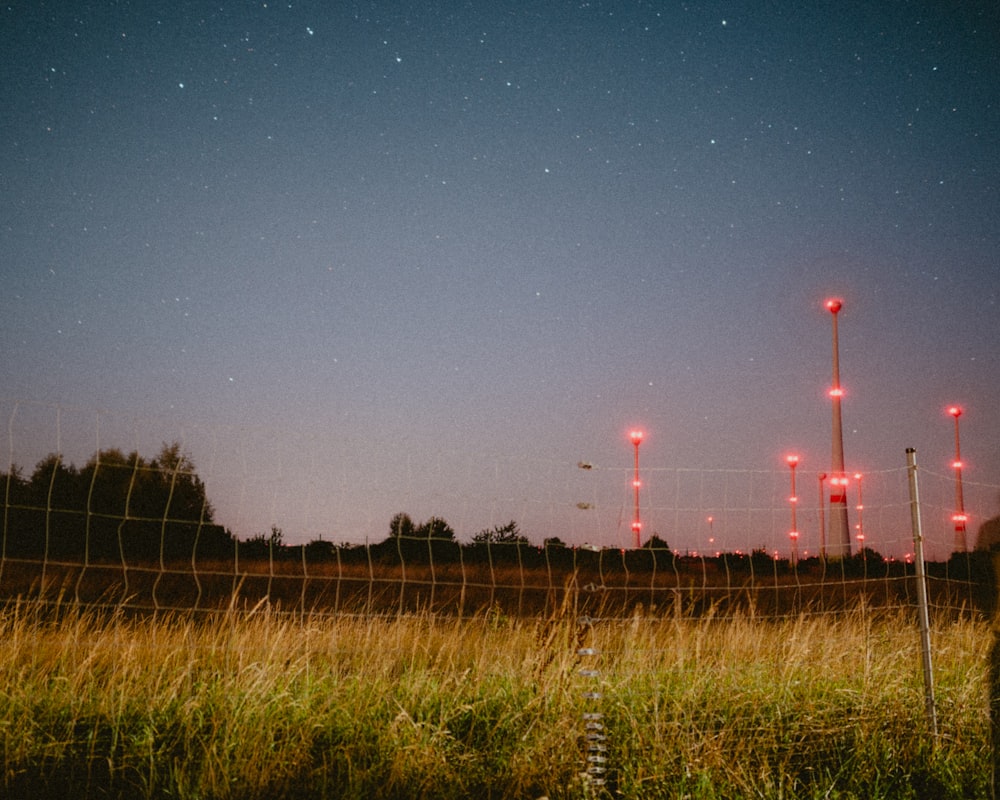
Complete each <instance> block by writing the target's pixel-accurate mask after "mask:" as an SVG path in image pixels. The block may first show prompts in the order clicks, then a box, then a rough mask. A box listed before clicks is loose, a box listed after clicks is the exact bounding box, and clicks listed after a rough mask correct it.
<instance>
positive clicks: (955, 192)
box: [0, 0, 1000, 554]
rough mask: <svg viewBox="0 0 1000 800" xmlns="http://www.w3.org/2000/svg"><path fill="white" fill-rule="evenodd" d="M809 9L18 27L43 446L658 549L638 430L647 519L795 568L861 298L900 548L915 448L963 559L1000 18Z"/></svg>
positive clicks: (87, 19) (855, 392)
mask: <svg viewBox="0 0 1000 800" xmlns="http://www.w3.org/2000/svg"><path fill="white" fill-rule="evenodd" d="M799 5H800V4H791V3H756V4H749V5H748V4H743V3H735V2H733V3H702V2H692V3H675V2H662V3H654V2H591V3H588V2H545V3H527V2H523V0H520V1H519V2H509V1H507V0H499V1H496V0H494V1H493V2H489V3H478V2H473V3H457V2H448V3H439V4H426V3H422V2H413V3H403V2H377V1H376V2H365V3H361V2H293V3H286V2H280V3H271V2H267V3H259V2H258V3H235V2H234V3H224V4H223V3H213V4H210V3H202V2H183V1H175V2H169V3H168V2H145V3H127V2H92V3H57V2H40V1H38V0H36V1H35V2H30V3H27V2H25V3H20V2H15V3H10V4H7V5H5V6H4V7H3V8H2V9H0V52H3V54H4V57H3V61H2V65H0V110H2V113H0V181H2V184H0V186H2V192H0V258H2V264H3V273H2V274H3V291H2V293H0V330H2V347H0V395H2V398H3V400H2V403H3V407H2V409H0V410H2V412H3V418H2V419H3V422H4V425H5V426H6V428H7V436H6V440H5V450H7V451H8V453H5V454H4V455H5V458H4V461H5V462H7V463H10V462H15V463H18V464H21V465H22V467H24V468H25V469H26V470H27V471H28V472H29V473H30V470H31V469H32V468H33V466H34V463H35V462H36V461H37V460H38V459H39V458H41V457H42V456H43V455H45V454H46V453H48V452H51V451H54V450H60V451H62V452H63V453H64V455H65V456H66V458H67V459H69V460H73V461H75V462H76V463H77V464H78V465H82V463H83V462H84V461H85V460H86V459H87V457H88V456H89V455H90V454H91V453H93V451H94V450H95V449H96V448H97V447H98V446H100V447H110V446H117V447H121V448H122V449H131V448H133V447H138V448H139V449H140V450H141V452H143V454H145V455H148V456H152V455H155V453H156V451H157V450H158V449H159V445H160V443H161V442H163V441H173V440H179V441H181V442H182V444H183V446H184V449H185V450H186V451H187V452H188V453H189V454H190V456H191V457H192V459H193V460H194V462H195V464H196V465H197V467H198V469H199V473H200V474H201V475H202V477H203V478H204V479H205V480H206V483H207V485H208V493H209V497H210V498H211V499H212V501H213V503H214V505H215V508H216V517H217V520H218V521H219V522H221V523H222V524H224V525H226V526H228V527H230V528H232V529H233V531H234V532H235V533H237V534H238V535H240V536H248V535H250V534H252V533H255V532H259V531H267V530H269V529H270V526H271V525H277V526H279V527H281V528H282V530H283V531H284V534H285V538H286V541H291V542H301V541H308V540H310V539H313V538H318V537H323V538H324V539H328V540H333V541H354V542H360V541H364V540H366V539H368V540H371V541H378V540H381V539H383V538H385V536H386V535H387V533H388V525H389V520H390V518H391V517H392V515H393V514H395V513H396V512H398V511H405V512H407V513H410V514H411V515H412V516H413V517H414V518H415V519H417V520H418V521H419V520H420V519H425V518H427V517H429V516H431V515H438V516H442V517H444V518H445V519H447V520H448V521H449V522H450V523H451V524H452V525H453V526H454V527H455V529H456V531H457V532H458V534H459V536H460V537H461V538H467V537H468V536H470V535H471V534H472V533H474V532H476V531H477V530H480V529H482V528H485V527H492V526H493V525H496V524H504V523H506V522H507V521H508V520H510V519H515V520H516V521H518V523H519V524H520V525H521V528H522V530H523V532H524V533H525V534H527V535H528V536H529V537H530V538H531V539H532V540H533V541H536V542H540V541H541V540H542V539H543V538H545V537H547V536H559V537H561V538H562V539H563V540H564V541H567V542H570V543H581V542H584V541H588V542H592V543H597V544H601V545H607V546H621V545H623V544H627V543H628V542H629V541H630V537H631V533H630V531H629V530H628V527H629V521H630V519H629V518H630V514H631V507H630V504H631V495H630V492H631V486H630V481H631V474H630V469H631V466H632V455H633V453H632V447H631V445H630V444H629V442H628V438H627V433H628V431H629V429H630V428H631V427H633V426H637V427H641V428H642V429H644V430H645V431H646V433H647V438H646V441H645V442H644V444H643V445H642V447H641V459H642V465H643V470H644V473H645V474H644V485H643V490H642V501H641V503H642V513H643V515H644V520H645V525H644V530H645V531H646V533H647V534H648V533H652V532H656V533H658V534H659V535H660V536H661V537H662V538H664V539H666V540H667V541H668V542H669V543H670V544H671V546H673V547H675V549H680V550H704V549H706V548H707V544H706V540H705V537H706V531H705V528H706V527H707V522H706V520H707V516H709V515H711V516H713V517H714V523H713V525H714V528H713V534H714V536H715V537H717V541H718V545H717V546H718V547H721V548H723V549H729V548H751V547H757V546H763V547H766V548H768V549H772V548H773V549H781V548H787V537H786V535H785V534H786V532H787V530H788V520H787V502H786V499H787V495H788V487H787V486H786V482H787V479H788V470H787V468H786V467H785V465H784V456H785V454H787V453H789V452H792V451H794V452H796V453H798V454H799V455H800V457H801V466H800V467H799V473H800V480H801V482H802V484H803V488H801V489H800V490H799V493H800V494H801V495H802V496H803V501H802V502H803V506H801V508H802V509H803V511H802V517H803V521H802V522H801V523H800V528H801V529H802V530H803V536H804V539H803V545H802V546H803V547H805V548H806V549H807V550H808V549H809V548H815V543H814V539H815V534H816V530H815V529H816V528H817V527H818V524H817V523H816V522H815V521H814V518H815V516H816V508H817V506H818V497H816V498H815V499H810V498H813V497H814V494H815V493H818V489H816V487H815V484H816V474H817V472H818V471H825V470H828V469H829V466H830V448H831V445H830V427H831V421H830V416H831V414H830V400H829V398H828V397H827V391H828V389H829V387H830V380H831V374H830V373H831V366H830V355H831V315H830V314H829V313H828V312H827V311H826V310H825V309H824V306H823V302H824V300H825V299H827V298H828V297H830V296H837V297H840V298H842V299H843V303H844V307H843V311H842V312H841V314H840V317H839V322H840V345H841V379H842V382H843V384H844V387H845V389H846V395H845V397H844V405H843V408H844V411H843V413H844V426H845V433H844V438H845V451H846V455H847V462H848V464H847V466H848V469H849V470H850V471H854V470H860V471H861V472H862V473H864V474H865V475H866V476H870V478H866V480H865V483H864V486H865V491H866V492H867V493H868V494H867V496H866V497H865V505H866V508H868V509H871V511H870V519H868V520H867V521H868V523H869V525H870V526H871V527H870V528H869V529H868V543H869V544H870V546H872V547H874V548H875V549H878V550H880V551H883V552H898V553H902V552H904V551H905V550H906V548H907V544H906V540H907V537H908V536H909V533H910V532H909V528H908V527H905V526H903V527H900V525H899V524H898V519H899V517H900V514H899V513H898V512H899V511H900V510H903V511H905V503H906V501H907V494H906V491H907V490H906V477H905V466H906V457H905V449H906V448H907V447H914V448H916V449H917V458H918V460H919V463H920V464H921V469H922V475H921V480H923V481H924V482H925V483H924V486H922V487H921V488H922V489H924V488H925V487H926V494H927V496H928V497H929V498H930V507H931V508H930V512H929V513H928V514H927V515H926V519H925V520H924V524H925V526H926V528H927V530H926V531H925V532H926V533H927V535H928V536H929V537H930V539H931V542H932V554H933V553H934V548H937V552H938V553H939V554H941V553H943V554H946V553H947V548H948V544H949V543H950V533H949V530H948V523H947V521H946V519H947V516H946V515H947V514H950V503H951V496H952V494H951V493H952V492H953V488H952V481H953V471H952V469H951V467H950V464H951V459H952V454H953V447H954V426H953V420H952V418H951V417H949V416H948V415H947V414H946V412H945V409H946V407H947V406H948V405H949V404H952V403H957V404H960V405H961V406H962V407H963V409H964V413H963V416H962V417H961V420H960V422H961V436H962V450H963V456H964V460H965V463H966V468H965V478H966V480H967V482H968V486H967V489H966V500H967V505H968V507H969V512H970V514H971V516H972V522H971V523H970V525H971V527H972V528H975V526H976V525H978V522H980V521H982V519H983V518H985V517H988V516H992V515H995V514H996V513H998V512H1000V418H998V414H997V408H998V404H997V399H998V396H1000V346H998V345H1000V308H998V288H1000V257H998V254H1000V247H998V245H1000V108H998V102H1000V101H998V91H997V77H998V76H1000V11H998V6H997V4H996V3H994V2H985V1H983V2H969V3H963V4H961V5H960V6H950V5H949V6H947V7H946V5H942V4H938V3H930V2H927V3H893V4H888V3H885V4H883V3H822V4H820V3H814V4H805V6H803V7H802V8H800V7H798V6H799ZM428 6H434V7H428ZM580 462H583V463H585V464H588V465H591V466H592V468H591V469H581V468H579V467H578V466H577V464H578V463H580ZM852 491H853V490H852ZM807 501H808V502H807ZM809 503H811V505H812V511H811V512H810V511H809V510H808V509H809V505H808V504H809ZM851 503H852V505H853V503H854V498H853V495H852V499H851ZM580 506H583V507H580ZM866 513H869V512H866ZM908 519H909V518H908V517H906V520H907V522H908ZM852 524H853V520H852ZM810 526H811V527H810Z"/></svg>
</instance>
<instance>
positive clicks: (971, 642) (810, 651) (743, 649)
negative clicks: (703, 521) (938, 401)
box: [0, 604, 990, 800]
○ ○ ○
> _WHAT TO PRODUCE_:
Look above for the line with "box: [0, 0, 1000, 554]" and the line with "rough mask: <svg". Write out those two lines and all the lines between them, exactly, and no others.

> _RESULT OF THIS EXERCISE_:
box: [0, 0, 1000, 554]
rough mask: <svg viewBox="0 0 1000 800" xmlns="http://www.w3.org/2000/svg"><path fill="white" fill-rule="evenodd" d="M809 9L18 27L43 446L658 549L638 430L647 519L795 568L861 298L900 548L915 448L963 559L1000 18Z"/></svg>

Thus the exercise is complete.